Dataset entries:
------------------------------------------------------------------------
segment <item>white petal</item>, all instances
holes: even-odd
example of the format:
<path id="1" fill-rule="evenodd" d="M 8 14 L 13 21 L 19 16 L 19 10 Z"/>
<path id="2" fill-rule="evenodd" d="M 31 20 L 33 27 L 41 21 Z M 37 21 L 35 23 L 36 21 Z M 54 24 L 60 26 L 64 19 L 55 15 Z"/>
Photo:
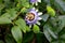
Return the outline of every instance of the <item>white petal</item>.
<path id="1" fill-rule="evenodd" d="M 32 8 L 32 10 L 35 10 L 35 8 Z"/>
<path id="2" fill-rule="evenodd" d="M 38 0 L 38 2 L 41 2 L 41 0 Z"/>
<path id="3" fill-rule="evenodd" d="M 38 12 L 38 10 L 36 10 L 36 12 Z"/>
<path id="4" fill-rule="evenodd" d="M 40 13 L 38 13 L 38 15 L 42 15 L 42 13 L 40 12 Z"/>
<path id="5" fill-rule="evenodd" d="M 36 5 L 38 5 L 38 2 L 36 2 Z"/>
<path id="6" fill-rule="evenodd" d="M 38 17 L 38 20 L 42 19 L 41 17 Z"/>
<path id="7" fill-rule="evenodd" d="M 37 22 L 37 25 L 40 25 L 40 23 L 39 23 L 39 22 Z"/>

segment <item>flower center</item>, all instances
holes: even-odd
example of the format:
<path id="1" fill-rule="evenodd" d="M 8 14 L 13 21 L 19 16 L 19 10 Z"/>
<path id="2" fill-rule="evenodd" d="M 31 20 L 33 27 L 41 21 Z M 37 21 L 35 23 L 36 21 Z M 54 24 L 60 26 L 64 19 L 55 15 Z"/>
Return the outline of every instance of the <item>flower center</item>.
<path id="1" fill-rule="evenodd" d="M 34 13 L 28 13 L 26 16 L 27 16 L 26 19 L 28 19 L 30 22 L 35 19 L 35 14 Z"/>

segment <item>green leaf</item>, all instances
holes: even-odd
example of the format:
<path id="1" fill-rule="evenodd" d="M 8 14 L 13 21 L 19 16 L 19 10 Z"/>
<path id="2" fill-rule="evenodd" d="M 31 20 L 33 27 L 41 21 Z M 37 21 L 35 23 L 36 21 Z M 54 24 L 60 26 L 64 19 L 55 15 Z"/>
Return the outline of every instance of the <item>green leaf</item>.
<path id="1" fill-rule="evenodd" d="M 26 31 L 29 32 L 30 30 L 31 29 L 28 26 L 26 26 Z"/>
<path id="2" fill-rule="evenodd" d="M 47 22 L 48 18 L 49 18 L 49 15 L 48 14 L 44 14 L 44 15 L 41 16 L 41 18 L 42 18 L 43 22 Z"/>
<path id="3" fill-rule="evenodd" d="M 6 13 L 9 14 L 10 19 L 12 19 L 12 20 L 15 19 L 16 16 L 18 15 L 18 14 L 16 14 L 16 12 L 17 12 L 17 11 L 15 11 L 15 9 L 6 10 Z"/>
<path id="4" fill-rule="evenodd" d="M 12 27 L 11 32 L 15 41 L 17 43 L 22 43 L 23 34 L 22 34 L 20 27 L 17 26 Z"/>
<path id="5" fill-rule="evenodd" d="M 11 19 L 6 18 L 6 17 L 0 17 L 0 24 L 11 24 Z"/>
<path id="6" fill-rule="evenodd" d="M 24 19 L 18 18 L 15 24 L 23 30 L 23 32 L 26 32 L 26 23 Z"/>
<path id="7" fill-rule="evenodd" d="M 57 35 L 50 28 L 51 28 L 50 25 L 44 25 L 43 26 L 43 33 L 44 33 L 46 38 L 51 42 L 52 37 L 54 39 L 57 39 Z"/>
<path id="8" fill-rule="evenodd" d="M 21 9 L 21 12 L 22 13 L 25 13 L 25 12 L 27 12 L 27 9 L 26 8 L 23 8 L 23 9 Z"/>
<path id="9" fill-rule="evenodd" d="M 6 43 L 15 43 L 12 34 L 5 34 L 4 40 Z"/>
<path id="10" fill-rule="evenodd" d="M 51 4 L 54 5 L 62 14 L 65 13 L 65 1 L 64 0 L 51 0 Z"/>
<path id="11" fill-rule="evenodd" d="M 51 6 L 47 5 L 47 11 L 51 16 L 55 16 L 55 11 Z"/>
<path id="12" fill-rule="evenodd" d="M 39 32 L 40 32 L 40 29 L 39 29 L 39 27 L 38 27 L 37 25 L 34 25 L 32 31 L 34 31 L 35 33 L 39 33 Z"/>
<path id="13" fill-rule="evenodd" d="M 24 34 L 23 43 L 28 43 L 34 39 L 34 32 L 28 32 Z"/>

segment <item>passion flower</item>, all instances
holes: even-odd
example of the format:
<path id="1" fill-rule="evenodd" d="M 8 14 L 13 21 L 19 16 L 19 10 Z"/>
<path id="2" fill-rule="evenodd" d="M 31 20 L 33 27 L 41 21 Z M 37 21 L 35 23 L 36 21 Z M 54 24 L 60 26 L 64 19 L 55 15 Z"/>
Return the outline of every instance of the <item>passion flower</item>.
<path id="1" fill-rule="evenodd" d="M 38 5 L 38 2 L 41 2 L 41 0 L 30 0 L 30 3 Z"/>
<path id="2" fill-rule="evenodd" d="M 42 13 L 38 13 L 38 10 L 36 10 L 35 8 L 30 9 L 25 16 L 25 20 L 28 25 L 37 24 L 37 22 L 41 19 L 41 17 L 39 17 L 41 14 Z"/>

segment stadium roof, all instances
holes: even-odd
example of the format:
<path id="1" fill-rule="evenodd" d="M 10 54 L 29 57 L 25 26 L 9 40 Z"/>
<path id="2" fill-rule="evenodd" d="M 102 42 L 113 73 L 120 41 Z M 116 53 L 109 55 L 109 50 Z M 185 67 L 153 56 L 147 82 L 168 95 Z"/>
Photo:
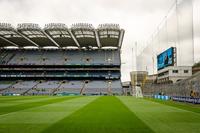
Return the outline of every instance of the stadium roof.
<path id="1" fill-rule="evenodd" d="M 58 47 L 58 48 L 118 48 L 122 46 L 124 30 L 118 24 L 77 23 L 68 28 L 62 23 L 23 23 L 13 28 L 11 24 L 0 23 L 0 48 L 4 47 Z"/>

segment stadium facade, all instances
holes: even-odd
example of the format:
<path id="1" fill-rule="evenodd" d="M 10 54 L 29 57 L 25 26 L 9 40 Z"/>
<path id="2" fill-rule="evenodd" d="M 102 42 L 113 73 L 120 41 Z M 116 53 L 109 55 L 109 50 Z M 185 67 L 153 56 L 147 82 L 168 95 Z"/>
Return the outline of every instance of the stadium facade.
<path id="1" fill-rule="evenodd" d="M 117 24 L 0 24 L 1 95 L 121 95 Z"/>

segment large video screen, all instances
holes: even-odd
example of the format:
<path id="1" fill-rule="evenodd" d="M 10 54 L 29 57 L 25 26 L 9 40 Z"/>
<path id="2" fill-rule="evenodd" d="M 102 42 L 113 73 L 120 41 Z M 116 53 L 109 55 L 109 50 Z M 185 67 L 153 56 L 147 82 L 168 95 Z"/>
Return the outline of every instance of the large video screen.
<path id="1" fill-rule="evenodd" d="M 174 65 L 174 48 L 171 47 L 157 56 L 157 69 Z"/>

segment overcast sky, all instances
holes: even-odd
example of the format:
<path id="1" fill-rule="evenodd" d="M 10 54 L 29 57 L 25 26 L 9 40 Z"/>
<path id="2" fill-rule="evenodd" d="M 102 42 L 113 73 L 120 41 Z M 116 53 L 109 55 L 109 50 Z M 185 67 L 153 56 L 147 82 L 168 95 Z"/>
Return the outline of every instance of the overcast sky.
------------------------------------------------------------------------
[DIRECTIONS FOR THIS TASK]: Rewrite all of these lines with every "example of the format:" changed to "format sample:" and nothing else altered, and omit the pictures from your answer.

[FINAL RESULT]:
segment <item>white petal</item>, all instances
holes: even-odd
format sample:
<path id="1" fill-rule="evenodd" d="M 8 14 L 13 21 L 19 16 L 19 10 Z"/>
<path id="2" fill-rule="evenodd" d="M 31 20 L 33 27 L 41 21 Z M 37 21 L 35 23 L 36 21 Z M 54 24 L 60 26 L 64 19 L 55 15 Z"/>
Photo:
Return the outline of every instance of the <item>white petal</item>.
<path id="1" fill-rule="evenodd" d="M 32 8 L 32 10 L 35 10 L 35 8 Z"/>
<path id="2" fill-rule="evenodd" d="M 38 0 L 38 2 L 41 2 L 41 0 Z"/>
<path id="3" fill-rule="evenodd" d="M 38 12 L 38 10 L 36 10 L 36 12 Z"/>
<path id="4" fill-rule="evenodd" d="M 40 13 L 38 13 L 38 15 L 42 15 L 42 13 L 40 12 Z"/>
<path id="5" fill-rule="evenodd" d="M 36 5 L 38 5 L 38 2 L 36 2 Z"/>
<path id="6" fill-rule="evenodd" d="M 38 17 L 38 20 L 42 19 L 41 17 Z"/>
<path id="7" fill-rule="evenodd" d="M 37 22 L 37 25 L 40 25 L 40 23 L 39 23 L 39 22 Z"/>

segment <item>flower center</item>, all instances
holes: even-odd
format sample:
<path id="1" fill-rule="evenodd" d="M 8 14 L 13 21 L 19 16 L 19 10 Z"/>
<path id="2" fill-rule="evenodd" d="M 31 20 L 33 27 L 41 21 Z M 37 21 L 35 23 L 36 21 Z M 54 24 L 60 26 L 64 19 L 55 15 Z"/>
Return the outline of every instance of the <item>flower center</item>.
<path id="1" fill-rule="evenodd" d="M 34 13 L 28 13 L 26 16 L 27 16 L 26 19 L 28 19 L 30 22 L 35 19 L 35 14 Z"/>

segment <item>green leaf</item>, all instances
holes: even-odd
format sample:
<path id="1" fill-rule="evenodd" d="M 8 14 L 13 21 L 19 16 L 19 10 Z"/>
<path id="2" fill-rule="evenodd" d="M 31 20 L 33 27 L 41 21 Z M 37 21 L 35 23 L 36 21 Z M 54 24 L 60 26 L 64 19 L 55 15 Z"/>
Return the outline of every instance of the <item>green leaf</item>.
<path id="1" fill-rule="evenodd" d="M 26 31 L 29 32 L 30 30 L 31 29 L 28 26 L 26 26 Z"/>
<path id="2" fill-rule="evenodd" d="M 47 22 L 48 18 L 49 18 L 49 15 L 48 14 L 44 14 L 44 15 L 41 16 L 41 18 L 42 18 L 43 22 Z"/>
<path id="3" fill-rule="evenodd" d="M 6 13 L 9 14 L 10 19 L 12 19 L 12 20 L 15 19 L 16 16 L 18 15 L 18 14 L 16 14 L 16 12 L 17 12 L 17 11 L 15 11 L 15 9 L 6 10 Z"/>
<path id="4" fill-rule="evenodd" d="M 12 27 L 11 32 L 15 41 L 17 43 L 22 43 L 23 34 L 22 34 L 20 27 L 17 26 Z"/>
<path id="5" fill-rule="evenodd" d="M 11 19 L 6 18 L 6 17 L 0 17 L 0 24 L 11 24 Z"/>
<path id="6" fill-rule="evenodd" d="M 24 19 L 18 18 L 15 24 L 23 30 L 23 32 L 26 32 L 26 23 Z"/>
<path id="7" fill-rule="evenodd" d="M 57 35 L 50 28 L 51 28 L 50 25 L 44 25 L 43 26 L 43 33 L 44 33 L 46 38 L 51 42 L 52 37 L 54 39 L 57 39 Z"/>
<path id="8" fill-rule="evenodd" d="M 21 9 L 21 12 L 22 13 L 25 13 L 25 12 L 27 12 L 27 9 L 26 8 L 23 8 L 23 9 Z"/>
<path id="9" fill-rule="evenodd" d="M 6 43 L 15 43 L 12 34 L 5 34 L 4 40 Z"/>
<path id="10" fill-rule="evenodd" d="M 51 4 L 54 5 L 62 14 L 65 13 L 65 1 L 64 0 L 51 0 Z"/>
<path id="11" fill-rule="evenodd" d="M 51 6 L 47 5 L 47 11 L 51 16 L 55 16 L 55 11 Z"/>
<path id="12" fill-rule="evenodd" d="M 39 32 L 40 32 L 40 29 L 39 29 L 39 27 L 38 27 L 37 25 L 34 25 L 32 31 L 34 31 L 35 33 L 39 33 Z"/>
<path id="13" fill-rule="evenodd" d="M 24 34 L 23 43 L 28 43 L 34 39 L 34 32 L 28 32 Z"/>

segment <item>passion flower</item>, all instances
holes: even-odd
format sample:
<path id="1" fill-rule="evenodd" d="M 8 14 L 13 21 L 19 16 L 19 10 Z"/>
<path id="2" fill-rule="evenodd" d="M 31 20 L 33 27 L 41 21 Z M 37 21 L 35 23 L 36 21 Z M 54 24 L 60 26 L 64 19 L 55 15 Z"/>
Return the outline of every instance of the <item>passion flower</item>.
<path id="1" fill-rule="evenodd" d="M 38 5 L 38 2 L 41 2 L 41 0 L 30 0 L 30 3 Z"/>
<path id="2" fill-rule="evenodd" d="M 42 13 L 38 13 L 38 10 L 36 10 L 35 8 L 30 9 L 25 16 L 25 20 L 28 25 L 37 24 L 37 22 L 41 19 L 41 17 L 39 17 L 41 14 Z"/>

segment stadium roof, all instances
holes: even-odd
format sample:
<path id="1" fill-rule="evenodd" d="M 10 54 L 29 57 L 25 26 L 9 40 Z"/>
<path id="2" fill-rule="evenodd" d="M 102 42 L 113 73 L 120 41 Z M 116 53 L 109 55 L 109 50 Z M 185 67 L 153 56 L 147 82 L 168 95 Z"/>
Photo:
Return the outline of every instance of the stadium roof.
<path id="1" fill-rule="evenodd" d="M 58 47 L 58 48 L 118 48 L 122 46 L 124 30 L 118 24 L 77 23 L 68 28 L 62 23 L 23 23 L 13 28 L 11 24 L 0 23 L 0 48 L 4 47 Z"/>

segment stadium facade, all instances
holes: even-odd
format sample:
<path id="1" fill-rule="evenodd" d="M 10 54 L 29 57 L 25 26 L 9 40 Z"/>
<path id="2" fill-rule="evenodd" d="M 102 42 L 113 73 L 120 41 Z M 116 53 L 109 55 L 109 50 Z M 185 67 L 153 56 L 147 82 L 168 95 Z"/>
Return the outline of every instance of the stadium facade.
<path id="1" fill-rule="evenodd" d="M 117 24 L 0 24 L 1 95 L 121 95 Z"/>

segment large video screen, all instances
holes: even-odd
format sample:
<path id="1" fill-rule="evenodd" d="M 10 54 L 29 57 L 25 26 L 9 40 Z"/>
<path id="2" fill-rule="evenodd" d="M 102 42 L 113 73 L 120 41 Z M 116 53 L 109 55 L 109 50 Z M 185 67 L 153 56 L 147 82 L 168 95 Z"/>
Return the outline of every instance of the large video screen.
<path id="1" fill-rule="evenodd" d="M 174 65 L 174 48 L 171 47 L 157 56 L 157 69 Z"/>

segment overcast sky, all instances
holes: even-odd
format sample:
<path id="1" fill-rule="evenodd" d="M 10 54 L 29 57 L 25 26 L 9 40 Z"/>
<path id="2" fill-rule="evenodd" d="M 102 42 L 113 73 L 120 41 Z M 116 53 L 109 55 L 109 50 Z M 185 67 L 153 56 L 147 82 L 168 95 Z"/>
Return the outline of every instance of the overcast sky.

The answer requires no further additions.